VERIFIQUE SUA COMPREENSÃO:
A – Segundo o texto, quantos livros publicados quem narra tem hoje?
B – Por favor, diga se cada afirmação abaixo está de acordo com o texto, respondendo sim ou não e citando as palavras que decidem.
(i) O concurso de redação vencido na infância era sobre o dia das mães.
(ii) A mãe estava na plateia no dia da premiação.
(iii) Os recitais de poesia aconteceram em bares e livrarias de São Paulo.

TEXTO PARA LEITURA:
----------------------------------------
Foi como se tivesse aberto um clarão na minha vida, e as noções de silêncio, percepção, destino, sabedoria se infiltraram em meus pensamentos e preocupações. O resto de minha adolescência foi encaminhado para a escolha de uma profissão e passei a não ler mais literatura e simplesmente estudar para o vestibular de medicina. Minha formação médica e mais tarde psicanalítica me tomou tão completamente e meu tempo de leitura voltou-se praticamente para leituras técnicas. Passei longos dez anos assim. Aos quarenta anos de idade a poesia foi me procurar. E numa madrugada sem poder pegar no sono porque palavras dançavam em minha mente, fui até a mesa de trabalho e comecei, não, recomecei a escrever poesia. Digo recomecei porque na infância já escrevia. Só que não me lembrava. Ganhei um concurso de redação sobre o dia das mães de toda a escola aos 8 anos de idade, e no dia de ser premiada minha mãe não estava na platéia. Por todos esses anos bloqueei esse meu talento. De alguma forma, justificando a experiência traumática que pode ter as relações familiares formadoras. Embora mais tarde pude compreender a sua impossibilidade. Ela trabalhava muito arduamente naquela época.
Aos quarenta anos, nessa madrugada a poesia mais uma vez revelou-se para mim e nunca mais me deixou. A partir daí, o que faltava era um reconhecimento dessa minha identidade por mim e pela comunidade à minha volta. Entrei em concursos de poesia, quase repetindo um pouco o concurso que aconteceu em minha infância, só que desta vez, a presença, e o reconhecimento dos orientadores e novos amigos poetas que comecei a reconhecer e freqüentar aconteceu. Essa comunidade artística me deu todo o apoio e reconhecimento. E com ela participei de muitos recitais de poesia em bares e livrarias da cidade do Rio de Janeiro, fazendo parte do movimento poético muito forte que se instalou aqui desde os anos 90. Com minha atividade de poeta comecei a publicar livros. Hoje tenho quatro livros publicados e assim acompanho a edição e publicação deles.
----------------------------------------
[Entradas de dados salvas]

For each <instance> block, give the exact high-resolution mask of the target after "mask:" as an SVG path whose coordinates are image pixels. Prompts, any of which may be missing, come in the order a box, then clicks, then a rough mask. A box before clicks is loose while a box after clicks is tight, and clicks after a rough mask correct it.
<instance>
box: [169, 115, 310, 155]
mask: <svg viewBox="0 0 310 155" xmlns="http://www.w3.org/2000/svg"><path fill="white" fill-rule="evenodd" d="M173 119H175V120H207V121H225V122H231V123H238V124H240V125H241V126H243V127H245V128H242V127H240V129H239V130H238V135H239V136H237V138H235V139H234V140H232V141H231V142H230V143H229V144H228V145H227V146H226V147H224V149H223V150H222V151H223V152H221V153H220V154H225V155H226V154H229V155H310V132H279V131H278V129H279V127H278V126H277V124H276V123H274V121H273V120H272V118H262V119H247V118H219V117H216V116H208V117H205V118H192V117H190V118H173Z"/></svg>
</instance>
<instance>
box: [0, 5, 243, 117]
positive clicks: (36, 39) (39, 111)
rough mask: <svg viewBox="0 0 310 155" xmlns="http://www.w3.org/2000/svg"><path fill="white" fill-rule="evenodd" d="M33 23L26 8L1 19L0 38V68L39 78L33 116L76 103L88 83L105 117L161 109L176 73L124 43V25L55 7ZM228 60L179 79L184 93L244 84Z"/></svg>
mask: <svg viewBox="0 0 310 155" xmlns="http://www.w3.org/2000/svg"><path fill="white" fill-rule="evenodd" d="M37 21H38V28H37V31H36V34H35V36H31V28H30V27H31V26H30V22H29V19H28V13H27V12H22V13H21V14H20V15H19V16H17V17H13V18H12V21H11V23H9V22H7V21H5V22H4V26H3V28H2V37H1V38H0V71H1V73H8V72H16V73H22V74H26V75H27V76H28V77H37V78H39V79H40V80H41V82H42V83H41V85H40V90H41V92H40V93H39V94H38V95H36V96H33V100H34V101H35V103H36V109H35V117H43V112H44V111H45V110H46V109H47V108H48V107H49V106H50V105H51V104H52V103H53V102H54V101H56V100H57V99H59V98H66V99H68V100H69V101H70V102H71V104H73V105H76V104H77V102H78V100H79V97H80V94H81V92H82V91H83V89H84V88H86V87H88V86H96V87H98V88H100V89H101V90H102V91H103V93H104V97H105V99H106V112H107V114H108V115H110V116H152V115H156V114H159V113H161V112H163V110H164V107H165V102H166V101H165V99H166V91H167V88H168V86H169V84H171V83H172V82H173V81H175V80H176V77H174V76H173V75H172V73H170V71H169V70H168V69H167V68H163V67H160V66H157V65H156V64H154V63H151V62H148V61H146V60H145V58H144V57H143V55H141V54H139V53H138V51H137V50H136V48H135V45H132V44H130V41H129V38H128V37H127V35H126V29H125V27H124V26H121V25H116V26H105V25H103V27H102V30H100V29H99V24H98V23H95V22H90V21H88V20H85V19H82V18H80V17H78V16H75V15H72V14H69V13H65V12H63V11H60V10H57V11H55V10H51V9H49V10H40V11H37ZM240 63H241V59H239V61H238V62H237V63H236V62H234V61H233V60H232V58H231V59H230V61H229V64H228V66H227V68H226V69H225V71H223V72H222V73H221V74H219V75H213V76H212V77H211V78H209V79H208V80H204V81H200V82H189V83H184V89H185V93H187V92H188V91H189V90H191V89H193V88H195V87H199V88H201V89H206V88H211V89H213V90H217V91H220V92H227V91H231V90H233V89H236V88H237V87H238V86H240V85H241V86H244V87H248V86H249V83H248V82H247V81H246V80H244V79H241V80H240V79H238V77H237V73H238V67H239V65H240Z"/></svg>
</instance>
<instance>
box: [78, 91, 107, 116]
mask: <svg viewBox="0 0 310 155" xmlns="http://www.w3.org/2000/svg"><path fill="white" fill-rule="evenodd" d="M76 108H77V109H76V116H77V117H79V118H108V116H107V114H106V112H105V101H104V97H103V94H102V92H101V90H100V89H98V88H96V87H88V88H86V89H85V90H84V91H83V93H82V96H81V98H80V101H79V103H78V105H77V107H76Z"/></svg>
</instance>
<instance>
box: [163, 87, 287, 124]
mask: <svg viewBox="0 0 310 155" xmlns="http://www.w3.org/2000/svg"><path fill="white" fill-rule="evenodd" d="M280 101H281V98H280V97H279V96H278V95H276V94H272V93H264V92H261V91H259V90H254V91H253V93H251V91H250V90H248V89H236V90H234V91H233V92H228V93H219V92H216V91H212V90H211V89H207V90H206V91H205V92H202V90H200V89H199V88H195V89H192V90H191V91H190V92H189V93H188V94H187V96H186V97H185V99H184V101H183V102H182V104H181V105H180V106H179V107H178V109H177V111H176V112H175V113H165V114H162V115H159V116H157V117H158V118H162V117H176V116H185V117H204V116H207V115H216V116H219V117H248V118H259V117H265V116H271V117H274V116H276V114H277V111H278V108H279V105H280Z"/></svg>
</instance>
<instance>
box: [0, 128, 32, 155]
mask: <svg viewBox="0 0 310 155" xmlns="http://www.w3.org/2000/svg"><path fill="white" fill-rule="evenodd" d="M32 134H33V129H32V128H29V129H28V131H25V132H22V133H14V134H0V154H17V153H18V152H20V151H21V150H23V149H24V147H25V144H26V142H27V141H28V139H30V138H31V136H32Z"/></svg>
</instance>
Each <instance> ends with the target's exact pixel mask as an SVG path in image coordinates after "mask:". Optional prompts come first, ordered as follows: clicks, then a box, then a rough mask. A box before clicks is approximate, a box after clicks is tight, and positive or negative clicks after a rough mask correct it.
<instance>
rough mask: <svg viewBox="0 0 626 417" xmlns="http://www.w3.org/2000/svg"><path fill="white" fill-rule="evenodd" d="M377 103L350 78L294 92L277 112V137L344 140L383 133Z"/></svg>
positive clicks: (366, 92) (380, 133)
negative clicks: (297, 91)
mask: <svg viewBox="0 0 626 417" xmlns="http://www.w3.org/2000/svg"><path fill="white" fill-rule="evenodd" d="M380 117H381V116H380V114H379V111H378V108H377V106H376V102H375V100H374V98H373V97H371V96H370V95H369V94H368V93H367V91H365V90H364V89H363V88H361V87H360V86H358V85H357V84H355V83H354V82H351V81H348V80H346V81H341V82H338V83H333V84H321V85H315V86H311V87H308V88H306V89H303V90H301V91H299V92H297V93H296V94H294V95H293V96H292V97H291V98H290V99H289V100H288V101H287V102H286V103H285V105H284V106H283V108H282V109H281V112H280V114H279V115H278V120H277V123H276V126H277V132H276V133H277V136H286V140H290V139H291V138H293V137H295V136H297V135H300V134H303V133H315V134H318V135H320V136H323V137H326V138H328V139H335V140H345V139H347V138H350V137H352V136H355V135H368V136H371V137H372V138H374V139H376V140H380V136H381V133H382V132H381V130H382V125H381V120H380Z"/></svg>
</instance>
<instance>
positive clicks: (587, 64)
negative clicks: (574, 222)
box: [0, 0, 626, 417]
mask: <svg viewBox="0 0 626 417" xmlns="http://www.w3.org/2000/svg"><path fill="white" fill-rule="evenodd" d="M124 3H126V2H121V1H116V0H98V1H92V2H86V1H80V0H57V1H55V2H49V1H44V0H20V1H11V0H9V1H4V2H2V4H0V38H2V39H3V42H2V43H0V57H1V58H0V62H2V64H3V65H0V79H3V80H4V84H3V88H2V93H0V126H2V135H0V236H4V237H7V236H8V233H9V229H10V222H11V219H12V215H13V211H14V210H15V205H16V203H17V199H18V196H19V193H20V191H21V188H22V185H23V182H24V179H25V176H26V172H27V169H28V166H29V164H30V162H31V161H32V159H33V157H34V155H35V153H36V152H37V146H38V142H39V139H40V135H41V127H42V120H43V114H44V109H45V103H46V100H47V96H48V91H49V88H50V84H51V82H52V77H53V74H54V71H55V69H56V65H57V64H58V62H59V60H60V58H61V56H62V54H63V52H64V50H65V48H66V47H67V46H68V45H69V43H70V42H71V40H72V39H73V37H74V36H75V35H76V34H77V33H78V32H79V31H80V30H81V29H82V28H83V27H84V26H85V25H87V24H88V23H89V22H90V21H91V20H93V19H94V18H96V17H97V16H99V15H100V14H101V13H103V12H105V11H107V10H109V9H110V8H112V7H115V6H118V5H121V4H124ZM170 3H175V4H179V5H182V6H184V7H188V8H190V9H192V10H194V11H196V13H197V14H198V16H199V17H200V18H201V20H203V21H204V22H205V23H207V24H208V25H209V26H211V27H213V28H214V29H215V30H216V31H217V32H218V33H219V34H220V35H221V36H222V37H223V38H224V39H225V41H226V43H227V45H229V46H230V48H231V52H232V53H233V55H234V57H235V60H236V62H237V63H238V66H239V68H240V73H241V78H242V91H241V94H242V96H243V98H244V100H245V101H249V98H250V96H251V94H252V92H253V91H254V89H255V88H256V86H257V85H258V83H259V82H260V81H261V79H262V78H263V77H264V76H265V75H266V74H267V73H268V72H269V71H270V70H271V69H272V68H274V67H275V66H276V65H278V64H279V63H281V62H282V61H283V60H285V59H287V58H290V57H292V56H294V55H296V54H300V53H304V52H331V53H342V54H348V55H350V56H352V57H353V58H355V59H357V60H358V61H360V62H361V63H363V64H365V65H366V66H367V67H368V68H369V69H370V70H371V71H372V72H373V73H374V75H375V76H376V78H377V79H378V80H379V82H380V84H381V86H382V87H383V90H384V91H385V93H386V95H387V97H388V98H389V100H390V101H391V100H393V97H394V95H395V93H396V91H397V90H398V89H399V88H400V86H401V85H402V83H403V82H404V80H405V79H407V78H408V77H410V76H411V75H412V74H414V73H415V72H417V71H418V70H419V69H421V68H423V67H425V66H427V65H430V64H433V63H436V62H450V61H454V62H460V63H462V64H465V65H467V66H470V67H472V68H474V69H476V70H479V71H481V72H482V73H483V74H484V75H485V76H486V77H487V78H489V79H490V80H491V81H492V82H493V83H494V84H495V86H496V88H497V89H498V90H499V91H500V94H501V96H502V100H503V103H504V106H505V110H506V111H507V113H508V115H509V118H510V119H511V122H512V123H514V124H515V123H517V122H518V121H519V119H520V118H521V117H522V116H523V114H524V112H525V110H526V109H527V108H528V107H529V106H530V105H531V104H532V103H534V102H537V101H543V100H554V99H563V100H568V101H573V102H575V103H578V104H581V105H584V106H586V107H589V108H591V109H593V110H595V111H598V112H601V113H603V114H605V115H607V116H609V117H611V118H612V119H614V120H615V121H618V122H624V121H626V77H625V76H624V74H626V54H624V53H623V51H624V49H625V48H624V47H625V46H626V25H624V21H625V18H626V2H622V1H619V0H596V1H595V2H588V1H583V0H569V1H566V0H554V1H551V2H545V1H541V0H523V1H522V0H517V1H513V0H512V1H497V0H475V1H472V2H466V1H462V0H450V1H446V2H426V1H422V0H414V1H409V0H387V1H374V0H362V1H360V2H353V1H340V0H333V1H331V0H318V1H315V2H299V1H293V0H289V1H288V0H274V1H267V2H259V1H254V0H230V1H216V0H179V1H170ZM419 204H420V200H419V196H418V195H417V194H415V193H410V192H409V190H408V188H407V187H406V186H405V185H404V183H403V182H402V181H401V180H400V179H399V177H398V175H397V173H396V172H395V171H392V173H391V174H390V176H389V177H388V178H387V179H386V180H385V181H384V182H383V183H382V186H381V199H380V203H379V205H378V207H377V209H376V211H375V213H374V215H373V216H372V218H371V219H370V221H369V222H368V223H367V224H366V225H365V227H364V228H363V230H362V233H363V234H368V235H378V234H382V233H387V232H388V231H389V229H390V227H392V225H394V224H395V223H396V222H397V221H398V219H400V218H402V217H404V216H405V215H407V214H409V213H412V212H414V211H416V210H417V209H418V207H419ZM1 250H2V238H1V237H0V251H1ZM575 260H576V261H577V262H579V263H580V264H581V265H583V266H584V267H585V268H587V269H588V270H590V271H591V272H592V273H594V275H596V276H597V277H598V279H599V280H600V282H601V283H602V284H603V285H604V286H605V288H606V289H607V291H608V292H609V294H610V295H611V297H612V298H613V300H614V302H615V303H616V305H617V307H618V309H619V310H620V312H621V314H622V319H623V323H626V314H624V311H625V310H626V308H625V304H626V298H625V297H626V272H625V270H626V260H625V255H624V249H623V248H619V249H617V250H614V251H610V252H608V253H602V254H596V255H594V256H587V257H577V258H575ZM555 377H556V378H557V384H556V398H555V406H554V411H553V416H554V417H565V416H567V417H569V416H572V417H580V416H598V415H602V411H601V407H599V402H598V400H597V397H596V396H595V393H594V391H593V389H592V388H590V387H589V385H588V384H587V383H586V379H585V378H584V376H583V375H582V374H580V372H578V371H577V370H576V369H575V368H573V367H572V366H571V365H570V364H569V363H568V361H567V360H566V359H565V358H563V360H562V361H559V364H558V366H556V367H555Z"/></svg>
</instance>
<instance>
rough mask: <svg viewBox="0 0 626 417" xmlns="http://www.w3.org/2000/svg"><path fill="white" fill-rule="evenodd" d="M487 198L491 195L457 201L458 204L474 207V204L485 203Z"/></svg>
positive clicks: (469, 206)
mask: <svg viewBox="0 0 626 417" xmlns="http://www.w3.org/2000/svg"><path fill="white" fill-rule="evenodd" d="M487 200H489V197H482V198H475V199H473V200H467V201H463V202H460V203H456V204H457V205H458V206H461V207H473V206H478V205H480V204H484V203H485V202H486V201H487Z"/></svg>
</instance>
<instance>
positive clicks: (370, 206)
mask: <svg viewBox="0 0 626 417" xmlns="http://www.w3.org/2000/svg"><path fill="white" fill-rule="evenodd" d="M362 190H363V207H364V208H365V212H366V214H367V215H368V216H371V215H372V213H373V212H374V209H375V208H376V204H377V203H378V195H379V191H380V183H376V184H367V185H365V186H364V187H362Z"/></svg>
----------------------------------------
RESPOSTAS POR TAREFA:
A – Quatro livros.

B –
(i) Sim: "Ganhei um concurso de redação sobre o dia das mães de toda a escola aos 8 anos de idade".
(ii) Não: "no dia de ser premiada minha mãe não estava na platéia".
(iii) Não: "participei de muitos recitais de poesia em bares e livrarias da cidade do Rio de Janeiro".